Candy Chang’s “Before I Die” Installation at the Cincinnati Art Museum Allows Visitors to Reflect Upon — and Write Down — Their Life Goals

The large chalkboard-style interactive artwork is part of the second phase of the "No Spectators: The Art of Burning Man" exhibit

Jun 19, 2019 at 9:24 am
click to enlarge "Before I Die" detail - Photo: Courtesy Candy Chang
Photo: Courtesy Candy Chang
"Before I Die" detail

With her ongoing “Before I Die” project, Candy Chang has become a leader in the burgeoning field of participatory public art.

To date, since the first one appeared on the outside of an abandoned New Orleans house in 2011, there have been more than 5,000 blackboard-like “Before I Die” walls created in some 70 countries — including one just installed at the Cincinnati Art Museum as part of the second phase of its No Spectators: The Art of Burning Man exhibit. She created it in 2018.

On its own, Chang’s “Before I Die” is a rather simple piece, consisting solely of chalkboard paint, spray paint and dustless chalk. The wall now at the art museum is 8 feet high and 42 feet long — it occupies roughly a half of a second-floor balcony’s overall space.

Boldly stenciled at the top are the words “Before I die” and ellipses. Below that are vertical columns that feature the phrase “Before I die I want to,” followed by long white lines. 

It’s the unsigned responses written in color chalk by visitors on those lines — and elsewhere on the wall — that elevate the impact of “Before I Die.” 

So far, the responses in Cincinnati have been both narrowly specific and abstractly all-encompassing; funny and tender. A few can be smartass. At their best — and there are many examples of such — they are profoundly existential, since the wall gently forces people, especially young people, to confront mortality.

***

→ **REQUEST 1**:
Answer these from the text on the "Before I Die" installation:
(a) Where and in what year did the first "Before I Die" wall appear?
(b) How high and how long is the wall at the Cincinnati Art Museum?
(c) What materials make up the piece?
→ **REQUEST 2**:
Reproduce the stretch of the text on the "Before I Die" installation from "Boldly stenciled at" through "to confront mortality.".
The entries that follow have no connection to the text on the "Before I Die" installation.

→ **GIVEN RECORDS**:

***

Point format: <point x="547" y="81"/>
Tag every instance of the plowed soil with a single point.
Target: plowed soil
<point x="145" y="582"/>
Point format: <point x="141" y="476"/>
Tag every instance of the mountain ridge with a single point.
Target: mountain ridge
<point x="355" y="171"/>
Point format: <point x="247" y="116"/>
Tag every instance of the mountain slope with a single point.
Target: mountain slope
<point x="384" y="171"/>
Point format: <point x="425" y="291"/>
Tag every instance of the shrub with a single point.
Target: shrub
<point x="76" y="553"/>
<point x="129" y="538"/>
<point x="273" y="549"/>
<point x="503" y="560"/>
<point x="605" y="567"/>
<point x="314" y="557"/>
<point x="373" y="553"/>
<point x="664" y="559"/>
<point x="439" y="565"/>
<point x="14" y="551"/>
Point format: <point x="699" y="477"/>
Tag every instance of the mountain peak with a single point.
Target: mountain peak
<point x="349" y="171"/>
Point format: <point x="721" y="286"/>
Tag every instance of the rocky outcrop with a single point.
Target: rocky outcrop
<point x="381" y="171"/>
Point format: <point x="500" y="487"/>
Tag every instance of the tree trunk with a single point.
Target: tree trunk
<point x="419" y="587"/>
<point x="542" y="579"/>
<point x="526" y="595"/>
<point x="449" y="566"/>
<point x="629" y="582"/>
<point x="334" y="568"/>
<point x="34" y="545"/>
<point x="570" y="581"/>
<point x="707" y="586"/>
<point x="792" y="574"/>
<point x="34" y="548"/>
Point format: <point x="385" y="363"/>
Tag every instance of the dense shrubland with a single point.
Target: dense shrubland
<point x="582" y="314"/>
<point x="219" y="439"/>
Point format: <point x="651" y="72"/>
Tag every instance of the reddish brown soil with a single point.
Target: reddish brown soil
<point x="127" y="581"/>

***

→ **FINAL RESULT 1**:
(a) On the outside of an abandoned New Orleans house, in 2011.
(b) 8 feet high and 42 feet long.
(c) Chalkboard paint, spray paint and dustless chalk.

→ **FINAL RESULT 2**:
Boldly stenciled at the top are the words “Before I die” and ellipses. Below that are vertical columns that feature the phrase “Before I die I want to,” followed by long white lines. 

It’s the unsigned responses written in color chalk by visitors on those lines — and elsewhere on the wall — that elevate the impact of “Before I Die.” 

So far, the responses in Cincinnati have been both narrowly specific and abstractly all-encompassing; funny and tender. A few can be smartass. At their best — and there are many examples of such — they are profoundly existential, since the wall gently forces people, especially young people, to confront mortality.